-- The task --
Print the records word for word, from their first line down to and including the line that contains "(1023, 163)".

-- Records for this exercise --

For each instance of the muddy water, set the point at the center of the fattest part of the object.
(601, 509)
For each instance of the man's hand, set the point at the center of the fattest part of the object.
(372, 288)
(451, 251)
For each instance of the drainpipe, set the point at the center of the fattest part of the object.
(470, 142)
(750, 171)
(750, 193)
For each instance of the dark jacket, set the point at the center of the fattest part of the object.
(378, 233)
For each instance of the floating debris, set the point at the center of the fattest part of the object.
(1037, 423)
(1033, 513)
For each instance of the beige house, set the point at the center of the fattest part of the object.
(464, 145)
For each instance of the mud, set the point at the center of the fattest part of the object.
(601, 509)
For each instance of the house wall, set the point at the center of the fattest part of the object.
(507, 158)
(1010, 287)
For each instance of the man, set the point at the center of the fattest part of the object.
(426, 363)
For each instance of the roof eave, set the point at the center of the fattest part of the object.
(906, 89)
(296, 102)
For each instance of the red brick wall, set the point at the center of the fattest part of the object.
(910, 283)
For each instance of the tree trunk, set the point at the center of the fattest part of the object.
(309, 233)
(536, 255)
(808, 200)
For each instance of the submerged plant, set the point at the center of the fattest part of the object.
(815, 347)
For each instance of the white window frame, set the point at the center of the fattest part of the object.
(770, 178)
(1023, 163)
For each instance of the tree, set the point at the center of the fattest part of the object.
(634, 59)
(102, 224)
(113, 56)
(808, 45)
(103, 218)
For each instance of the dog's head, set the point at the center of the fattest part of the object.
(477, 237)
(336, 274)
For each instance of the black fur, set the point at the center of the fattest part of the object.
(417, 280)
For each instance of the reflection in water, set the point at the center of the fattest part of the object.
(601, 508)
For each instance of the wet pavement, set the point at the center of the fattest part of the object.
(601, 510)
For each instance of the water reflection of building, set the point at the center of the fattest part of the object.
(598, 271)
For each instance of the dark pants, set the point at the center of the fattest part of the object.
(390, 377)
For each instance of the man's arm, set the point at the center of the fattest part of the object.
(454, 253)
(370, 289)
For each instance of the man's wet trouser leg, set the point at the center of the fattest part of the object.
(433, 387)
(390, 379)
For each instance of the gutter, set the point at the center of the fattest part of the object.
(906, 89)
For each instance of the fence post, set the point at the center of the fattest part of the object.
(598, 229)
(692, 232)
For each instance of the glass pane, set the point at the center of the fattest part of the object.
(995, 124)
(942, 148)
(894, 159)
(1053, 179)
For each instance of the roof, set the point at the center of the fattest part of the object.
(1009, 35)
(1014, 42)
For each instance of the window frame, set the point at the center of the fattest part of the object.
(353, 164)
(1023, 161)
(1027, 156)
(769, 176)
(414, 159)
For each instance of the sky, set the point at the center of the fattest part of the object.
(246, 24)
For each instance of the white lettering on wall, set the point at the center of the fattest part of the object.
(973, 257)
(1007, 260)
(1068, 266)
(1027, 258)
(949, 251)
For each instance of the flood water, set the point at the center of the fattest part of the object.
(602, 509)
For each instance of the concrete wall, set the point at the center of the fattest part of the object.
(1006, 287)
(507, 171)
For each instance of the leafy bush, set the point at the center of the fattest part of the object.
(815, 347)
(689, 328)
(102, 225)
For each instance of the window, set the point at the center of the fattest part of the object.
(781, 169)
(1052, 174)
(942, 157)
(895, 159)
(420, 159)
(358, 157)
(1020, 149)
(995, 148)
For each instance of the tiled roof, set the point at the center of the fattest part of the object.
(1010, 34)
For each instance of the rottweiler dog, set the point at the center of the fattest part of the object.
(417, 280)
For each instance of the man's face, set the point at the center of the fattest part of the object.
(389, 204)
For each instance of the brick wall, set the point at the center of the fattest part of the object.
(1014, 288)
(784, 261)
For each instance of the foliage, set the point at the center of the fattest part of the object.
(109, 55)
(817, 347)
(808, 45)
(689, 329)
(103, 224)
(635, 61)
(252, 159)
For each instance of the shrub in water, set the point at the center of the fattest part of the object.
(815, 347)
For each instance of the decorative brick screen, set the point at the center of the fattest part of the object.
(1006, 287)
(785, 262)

-- Answer to the problem --
For each instance of the muddy water, set the point at the center of the fattest part of the object.
(601, 509)
For each instance of the man's hand, set the point at the center of the fattest part of the object.
(372, 288)
(451, 251)
For each instance of the drainpipe, set the point at the center of the fattest part of the object.
(470, 142)
(750, 171)
(750, 193)
For each instance of the dark jacket, set the point at the center of the fattest part of the object.
(378, 233)
For each instance of the floating debris, set the point at the center of the fattest part of the object.
(1037, 423)
(1033, 513)
For each instance of the beige house, set the point at the center of the fattest part of the object.
(464, 145)
For each instance of the mud, set the point at the center of the fattest part of the object.
(601, 509)
For each instance of the house wall, set the point at the center of the fattest part of the object.
(507, 158)
(1010, 287)
For each instance of the man, set the point at the center of the fattest part of the object.
(426, 363)
For each instance of the roof eave, set the point at the center of the fattest part of the object.
(906, 89)
(296, 102)
For each instance of the red brick wall, set the point at the center of the fattest part of the object.
(910, 283)
For each instance of the tree trunk, set the point at the center of the fattest part of the object.
(309, 233)
(536, 255)
(808, 200)
For each instance of the submerged plant, set the point at the center of the fattest part of the object.
(815, 347)
For each instance of the white window frame, set the point at the center of the fattest part of the object.
(770, 178)
(1023, 163)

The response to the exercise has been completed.